Ibn Sina (Avicenna) And His Medical Science Legacy Edited by Tachsin Fernandi
Avicenna, pronounced av ih SEHN uh (980-1037), also known as Ibn-Sina, pronounced IHB uhn SEE nah, was an Arab physician, philosopher, astronomer, and poet. He wrote Canon of Medicine, which was used as a medical text for over 600 years. It is still occasionally used in Asia. Avicenna's major philosophical work, The Cure, presented his interpretation of the philosophy of Aristotle. Of any of his books, it had the greatest effect on Western thought. Avicenna was born near Bokhara in what was then part of the Persian Empire (now Bukhara in Uzbekistan). He began to practice medicine at 16. When only 20, he was known as the most learned person of his time.
Avicenna, an Arab physician of the late 900's and early 1000's, produced a vast medical encyclopedia called Canon of Medicine. It summed up the medical knowledge of the time and accurately described meningitis, tetanus, and many other diseases. The work became popular in Europe, where it influenced medical education for more than 600 years.
A series of epidemics swept across Europe during the Middle Ages. Outbreaks of leprosy began in the 500's and reached their peak in the 1200's. In the mid-1300's, a terrible outbreak of plague, now known as the Black Death, killed about a fourth of Europe's people. Throughout the medieval period, smallpox and other diseases attacked hundreds of thousands of people.

Dataset:
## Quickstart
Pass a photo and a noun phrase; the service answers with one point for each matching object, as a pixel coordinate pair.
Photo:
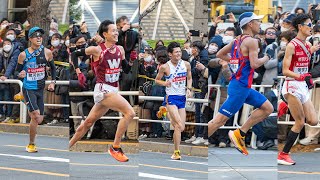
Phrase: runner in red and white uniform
(109, 59)
(295, 90)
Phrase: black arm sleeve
(125, 66)
(212, 32)
(53, 69)
(75, 55)
(19, 67)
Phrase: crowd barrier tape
(23, 107)
(312, 97)
(152, 79)
(246, 110)
(149, 98)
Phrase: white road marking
(243, 170)
(190, 162)
(54, 159)
(154, 176)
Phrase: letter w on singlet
(114, 63)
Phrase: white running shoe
(198, 141)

What you are asked to do: In the text on Avicenna, at what age did he begin to practice medicine? The data has no connection to the text on Avicenna.

Solution: At 16.